(Dataset records about object locations)
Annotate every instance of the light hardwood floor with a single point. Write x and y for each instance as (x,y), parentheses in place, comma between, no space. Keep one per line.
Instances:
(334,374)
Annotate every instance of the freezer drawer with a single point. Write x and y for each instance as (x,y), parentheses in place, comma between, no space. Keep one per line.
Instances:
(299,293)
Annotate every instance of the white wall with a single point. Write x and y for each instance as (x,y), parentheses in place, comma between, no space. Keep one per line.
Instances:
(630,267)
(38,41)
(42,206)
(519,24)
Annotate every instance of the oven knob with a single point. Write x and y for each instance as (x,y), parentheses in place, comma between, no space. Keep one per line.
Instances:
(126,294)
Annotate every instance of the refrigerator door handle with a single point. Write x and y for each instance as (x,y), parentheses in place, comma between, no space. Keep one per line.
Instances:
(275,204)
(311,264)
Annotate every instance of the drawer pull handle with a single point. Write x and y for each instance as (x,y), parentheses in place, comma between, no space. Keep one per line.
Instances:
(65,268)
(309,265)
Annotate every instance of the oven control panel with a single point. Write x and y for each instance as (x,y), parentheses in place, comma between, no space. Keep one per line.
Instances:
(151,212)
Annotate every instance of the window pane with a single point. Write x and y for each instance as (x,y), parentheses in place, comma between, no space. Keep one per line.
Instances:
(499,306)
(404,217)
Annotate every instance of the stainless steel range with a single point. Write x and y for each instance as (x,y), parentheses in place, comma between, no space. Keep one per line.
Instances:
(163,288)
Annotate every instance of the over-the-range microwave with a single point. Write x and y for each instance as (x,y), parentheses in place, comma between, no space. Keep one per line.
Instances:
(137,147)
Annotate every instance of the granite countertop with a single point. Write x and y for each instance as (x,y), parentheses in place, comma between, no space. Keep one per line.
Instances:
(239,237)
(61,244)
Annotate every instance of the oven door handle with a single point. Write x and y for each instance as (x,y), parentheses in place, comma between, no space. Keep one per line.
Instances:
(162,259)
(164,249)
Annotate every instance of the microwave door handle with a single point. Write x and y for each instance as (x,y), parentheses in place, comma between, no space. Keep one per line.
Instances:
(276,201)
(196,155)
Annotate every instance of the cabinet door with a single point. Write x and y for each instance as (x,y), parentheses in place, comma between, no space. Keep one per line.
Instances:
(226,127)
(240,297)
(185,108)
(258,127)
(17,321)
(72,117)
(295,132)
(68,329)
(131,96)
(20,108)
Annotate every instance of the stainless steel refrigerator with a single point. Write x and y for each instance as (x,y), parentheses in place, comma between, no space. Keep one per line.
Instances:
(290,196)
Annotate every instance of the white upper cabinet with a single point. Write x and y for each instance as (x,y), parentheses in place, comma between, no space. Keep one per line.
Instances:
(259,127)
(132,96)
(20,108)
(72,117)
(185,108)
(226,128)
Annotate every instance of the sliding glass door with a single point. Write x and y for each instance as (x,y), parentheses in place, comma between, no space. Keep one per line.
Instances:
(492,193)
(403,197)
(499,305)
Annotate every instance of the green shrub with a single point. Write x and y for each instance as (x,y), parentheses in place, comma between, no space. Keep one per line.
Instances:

--- Task objective ---
Rewrite the records above, changing every occurrence of "with a single point" to "with one point" and leaving everything else as it is.

--- Written response ---
Annotate every instance of the light hardwood floor with one point. Write x and y for each instance as (x,y), parentheses in place, comma between, no space. Keep one per line.
Instances:
(334,374)
Annotate every instance of the freezer drawer with one point. Write x and y for each instance as (x,y), parentheses in place, comma between, no space. Keep one per line.
Instances:
(299,293)
Annotate every instance of the white wall with one point. Write x and y for each instance as (x,y), parentheses in place, comma between, no space. Keep one per line.
Instances:
(630,267)
(38,41)
(42,206)
(519,24)
Annotate every instance of the oven knob with one point. Write x and y for each instance as (x,y), parentheses in place, comma between, no space. Keep one per line.
Instances:
(126,294)
Annotate every instance of the refrigerator door handle with one point. Write x and y for each instance as (x,y), parentheses in place, comma between, no space. Keep one per line.
Instances:
(275,204)
(311,264)
Annotate every instance of the drawer pull handle with one point. Write x and y for each instance as (x,y), parentheses in place, comma between, no space. Keep one per line.
Instances:
(65,268)
(309,265)
Annotate every instance of the oven control panel with one point. Write x and y for each instance as (x,y), parentheses in place, comma between, no space. Keep one per line.
Instances:
(151,212)
Annotate every instance of the window pane with one point. Write x and y for each instance as (x,y), parentheses in place, comma between, no space. Keep one per line.
Instances:
(499,306)
(404,217)
Annotate every instance of the stainless steel range with one point. Write x and y for each instance as (x,y), parentheses in place, comma between, no space. Keep one per line.
Instances:
(163,288)
Annotate every instance of the over-the-range microwave with one point. Write x and y for each instance as (x,y), parentheses in place, comma between, no space. Keep one per line.
Instances:
(137,147)
Annotate every instance of the granite countertop with one point. Write x and y for each instance as (x,y), parentheses in place, comma between, no space. Keep one per line.
Instances:
(239,237)
(61,244)
Annotate every instance of the oven door handle with one point. Write x and y for each instance as (x,y), parentheses in place, comma between, no space. Keep one per line.
Instances:
(162,259)
(164,249)
Annotate every instance of the microwave door handle with one point. Write x and y for each instance as (x,y), parentheses in place, comma between, no space. Keep one per line.
Instances:
(276,201)
(196,155)
Annotate every instance of the cabinet door with one point. Write x and y for each instance as (x,y), parentheses in place, comma between, no space. Keep one per line.
Instances:
(226,127)
(240,297)
(185,108)
(258,127)
(17,321)
(72,117)
(295,132)
(68,329)
(131,96)
(20,108)
Annotate every instance of the stainless steel refrigerator with one point. Write x and y for each instance as (x,y), parentheses in place, comma between, no space. Keep one per line.
Instances:
(290,196)
Annotate every instance of the white upper cabinet with one point. Write x and y for each instance as (x,y), parentheses in place, comma between, no space. Keep one per line.
Instances:
(259,127)
(132,96)
(20,108)
(72,117)
(185,108)
(226,128)
Annotate every instance of the sliding glass door with one point. Write x and y for each instance as (x,y), parentheses in place, comma between, no space. Keep one per line.
Instances:
(492,193)
(403,197)
(499,305)
Annotate every instance of the green shrub with one point. Write x and y for each instance as (x,y), parentheses in place, comma between, no space. Keep one per line.
Instances:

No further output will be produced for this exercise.